### EXTRACT

◇ ◇ ◇

Even the Millennial generation felt like they had to become influencers sharing silly content as an easy way out, hoping for more reach, exposure, or even becoming celebrities.  The ultimate goal is making money out of their content on social media.

Scientists from Yale University found that social media platforms such as Twitter “amplify our collective moral outrage.” They also found that “politically moderate users” were the ones who have learned to “be more outraged over time.” The findings of the study are detailed in Science Advances

Social media platforms, especially Twitter and Facebook, are rampant with “political content that floats around in your newsfeed, and it usually comes with a lot of moral outrage,” says William Brady, a postdoctoral researcher in the department of psychology at Yale University.

An article published by Psychology Today cited studies that found social media discussions to carry both “informational and social aspects of group polarization.”

According to the article, Twitter users with radical opinions get more followers, while tweets that have useful facts get more “likes” and retweets.

◇ ◇ ◇

### GIVEN INFORMATION
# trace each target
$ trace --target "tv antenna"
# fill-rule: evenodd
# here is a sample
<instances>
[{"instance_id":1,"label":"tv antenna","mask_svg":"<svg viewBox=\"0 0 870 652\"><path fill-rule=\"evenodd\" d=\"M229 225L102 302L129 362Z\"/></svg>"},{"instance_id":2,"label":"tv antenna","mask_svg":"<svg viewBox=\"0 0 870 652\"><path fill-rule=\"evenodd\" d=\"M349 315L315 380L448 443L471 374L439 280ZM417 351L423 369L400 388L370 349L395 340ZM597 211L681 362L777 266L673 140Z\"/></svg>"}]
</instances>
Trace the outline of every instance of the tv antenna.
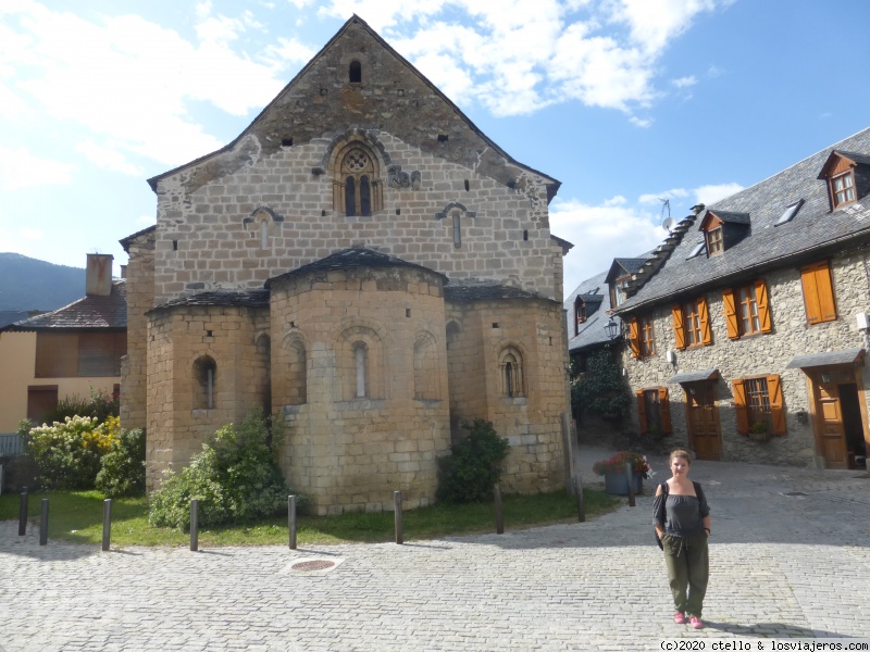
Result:
<instances>
[{"instance_id":1,"label":"tv antenna","mask_svg":"<svg viewBox=\"0 0 870 652\"><path fill-rule=\"evenodd\" d=\"M659 220L661 221L660 222L661 228L663 228L668 233L671 233L671 229L673 228L674 225L673 217L671 217L671 200L670 198L667 199L659 198L659 201L661 202L661 214L659 215ZM667 216L664 215L666 210L668 211Z\"/></svg>"}]
</instances>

◇ ◇ ◇

### STATED PROBLEM
In the passage on social media, rewrite the stretch from "Scientists from Yale" through "at Yale University.", switching "moral outrage" to "public anger".

### THE SOLUTION
Scientists from Yale University found that social media platforms such as Twitter “amplify our collective public anger.” They also found that “politically moderate users” were the ones who have learned to “be more outraged over time.” The findings of the study are detailed in Science Advances

Social media platforms, especially Twitter and Facebook, are rampant with “political content that floats around in your newsfeed, and it usually comes with a lot of public anger,” says William Brady, a postdoctoral researcher in the department of psychology at Yale University.